(Saved data entries)

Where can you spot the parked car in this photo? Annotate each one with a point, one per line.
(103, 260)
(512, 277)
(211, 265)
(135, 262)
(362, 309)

Exercise objective. Retype the records above in full, exactly as they appear.

The answer.
Where can you spot the parked car in this photo? Annotate each one with a point, one per line.
(103, 260)
(512, 277)
(211, 265)
(135, 262)
(362, 309)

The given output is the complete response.